[PROBLEM REQUIREMENTS]: Tally the lines in the listing below that contain the string "aircraft", with case counting, and reply with only the number.

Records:
▽
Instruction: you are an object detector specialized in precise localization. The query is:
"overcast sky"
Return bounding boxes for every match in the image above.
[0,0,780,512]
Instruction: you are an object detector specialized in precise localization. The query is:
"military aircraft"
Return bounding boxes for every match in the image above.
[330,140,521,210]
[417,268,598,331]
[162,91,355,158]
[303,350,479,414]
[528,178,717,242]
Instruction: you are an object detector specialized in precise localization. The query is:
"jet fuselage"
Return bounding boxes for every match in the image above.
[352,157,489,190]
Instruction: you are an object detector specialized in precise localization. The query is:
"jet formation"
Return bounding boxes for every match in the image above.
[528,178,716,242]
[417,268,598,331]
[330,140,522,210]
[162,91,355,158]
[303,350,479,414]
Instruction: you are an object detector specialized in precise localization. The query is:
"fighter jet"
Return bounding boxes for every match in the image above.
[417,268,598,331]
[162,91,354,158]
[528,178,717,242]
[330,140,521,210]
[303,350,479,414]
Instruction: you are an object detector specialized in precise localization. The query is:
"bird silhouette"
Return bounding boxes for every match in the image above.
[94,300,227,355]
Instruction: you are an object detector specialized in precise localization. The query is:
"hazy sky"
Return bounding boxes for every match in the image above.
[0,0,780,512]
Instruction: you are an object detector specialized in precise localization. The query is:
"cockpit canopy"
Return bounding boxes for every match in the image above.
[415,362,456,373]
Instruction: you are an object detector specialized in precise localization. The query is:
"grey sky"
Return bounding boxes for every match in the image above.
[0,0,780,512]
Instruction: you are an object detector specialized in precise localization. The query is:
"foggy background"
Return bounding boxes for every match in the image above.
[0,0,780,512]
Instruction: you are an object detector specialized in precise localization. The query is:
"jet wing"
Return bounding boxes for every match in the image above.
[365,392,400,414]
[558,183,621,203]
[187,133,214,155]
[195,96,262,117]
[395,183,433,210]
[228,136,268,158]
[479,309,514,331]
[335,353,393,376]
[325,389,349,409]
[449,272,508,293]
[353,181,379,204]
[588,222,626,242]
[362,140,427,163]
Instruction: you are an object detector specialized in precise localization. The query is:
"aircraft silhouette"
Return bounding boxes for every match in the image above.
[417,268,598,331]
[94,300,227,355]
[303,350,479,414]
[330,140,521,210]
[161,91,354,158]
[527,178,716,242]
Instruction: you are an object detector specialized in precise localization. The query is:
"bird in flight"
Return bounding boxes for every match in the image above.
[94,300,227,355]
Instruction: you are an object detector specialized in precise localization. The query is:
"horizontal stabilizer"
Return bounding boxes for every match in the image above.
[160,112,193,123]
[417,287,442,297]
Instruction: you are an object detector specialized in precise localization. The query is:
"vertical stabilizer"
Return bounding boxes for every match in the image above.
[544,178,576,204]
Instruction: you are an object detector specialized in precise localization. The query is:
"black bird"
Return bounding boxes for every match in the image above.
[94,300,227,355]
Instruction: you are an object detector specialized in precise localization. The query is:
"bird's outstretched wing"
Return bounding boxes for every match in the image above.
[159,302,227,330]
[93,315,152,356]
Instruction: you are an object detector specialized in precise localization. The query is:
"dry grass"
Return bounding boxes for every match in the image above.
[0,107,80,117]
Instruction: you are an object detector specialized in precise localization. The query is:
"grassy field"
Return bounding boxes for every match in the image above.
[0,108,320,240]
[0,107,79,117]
△
▽
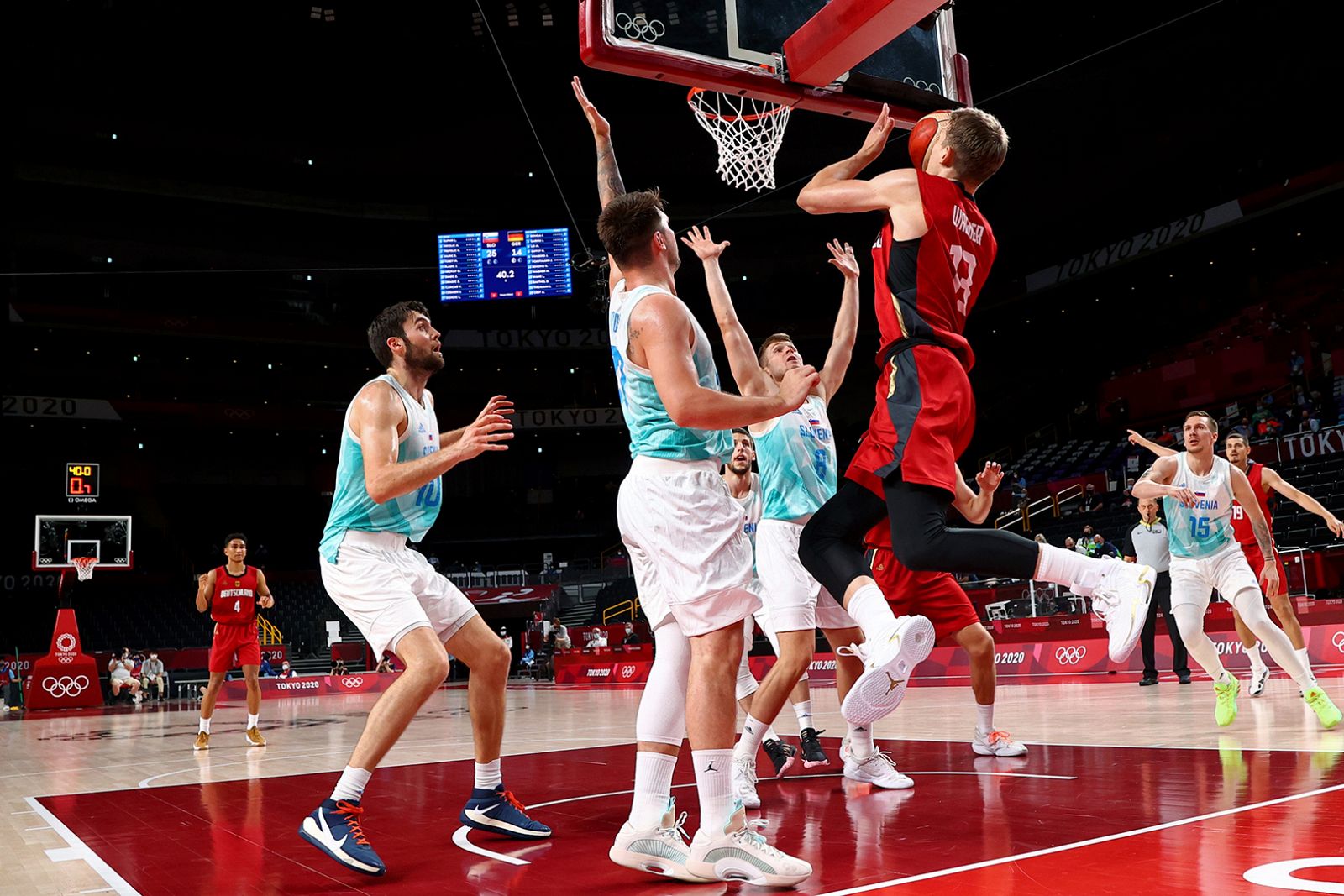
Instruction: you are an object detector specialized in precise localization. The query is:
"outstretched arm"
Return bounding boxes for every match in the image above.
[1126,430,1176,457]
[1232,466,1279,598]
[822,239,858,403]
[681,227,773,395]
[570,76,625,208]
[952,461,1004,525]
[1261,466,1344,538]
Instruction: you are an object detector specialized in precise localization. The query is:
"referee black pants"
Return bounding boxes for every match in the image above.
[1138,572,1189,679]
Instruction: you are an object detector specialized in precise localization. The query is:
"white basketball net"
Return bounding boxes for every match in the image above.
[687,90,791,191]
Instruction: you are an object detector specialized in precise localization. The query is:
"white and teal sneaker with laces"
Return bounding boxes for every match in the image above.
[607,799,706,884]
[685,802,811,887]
△
[CORRECT ANSWER]: 2